== INPUT DATA ==
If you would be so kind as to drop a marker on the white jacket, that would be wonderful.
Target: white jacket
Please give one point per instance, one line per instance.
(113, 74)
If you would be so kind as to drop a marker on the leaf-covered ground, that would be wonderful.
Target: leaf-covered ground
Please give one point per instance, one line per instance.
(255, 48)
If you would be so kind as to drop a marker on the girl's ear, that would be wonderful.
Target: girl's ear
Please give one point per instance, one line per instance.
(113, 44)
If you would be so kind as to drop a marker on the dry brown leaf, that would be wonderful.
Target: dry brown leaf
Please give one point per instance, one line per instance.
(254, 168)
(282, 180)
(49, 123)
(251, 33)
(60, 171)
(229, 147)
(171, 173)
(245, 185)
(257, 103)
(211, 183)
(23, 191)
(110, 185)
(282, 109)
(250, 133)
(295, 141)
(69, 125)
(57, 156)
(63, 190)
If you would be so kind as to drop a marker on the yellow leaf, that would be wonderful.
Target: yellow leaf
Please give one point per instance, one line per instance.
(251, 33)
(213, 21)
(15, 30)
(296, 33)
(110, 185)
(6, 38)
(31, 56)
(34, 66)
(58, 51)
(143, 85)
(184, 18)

== DO THIS ==
Rewrite every line of the listing above as a JSON list of strings, with one string per line and any blank lines omitted.

== EXPECTED ANSWER ==
[
  "If you would be so kind as to drop a marker on the white jacket, that would be wonderful.",
  "Target: white jacket",
  "Please give one point per instance, one line per instance.",
  "(113, 74)",
  "If you would be so kind as to drop a marker on the leaf-covered ground, that would be wonderful.",
  "Target: leaf-covered ground",
  "Please give one point per instance, one line per instance.",
  "(255, 48)",
  "If you would be so kind as to drop a marker on the girl's ear, that would be wonderful.",
  "Target: girl's ear",
  "Please give one point per instance, one line per instance.",
  "(113, 44)",
  "If you would be so kind as to drop a marker on the dry brown leaf, that would be wonderful.",
  "Target: dry brown leaf",
  "Please give one point per instance, one line per instance.",
  "(254, 168)",
  "(282, 180)",
  "(49, 123)",
  "(251, 33)",
  "(60, 171)",
  "(229, 147)",
  "(171, 173)",
  "(245, 185)",
  "(257, 103)",
  "(211, 183)",
  "(23, 191)",
  "(110, 185)",
  "(282, 109)",
  "(250, 133)",
  "(295, 141)",
  "(69, 125)",
  "(57, 156)",
  "(63, 190)",
  "If you would be so kind as to drop a marker on the yellow leaf, that would be wonderful.",
  "Target: yellow leaf",
  "Please give one point per instance, one line per instance.",
  "(251, 33)",
  "(213, 21)",
  "(15, 30)",
  "(296, 33)",
  "(110, 185)",
  "(6, 38)",
  "(31, 56)",
  "(34, 66)",
  "(58, 51)",
  "(143, 85)",
  "(184, 18)"
]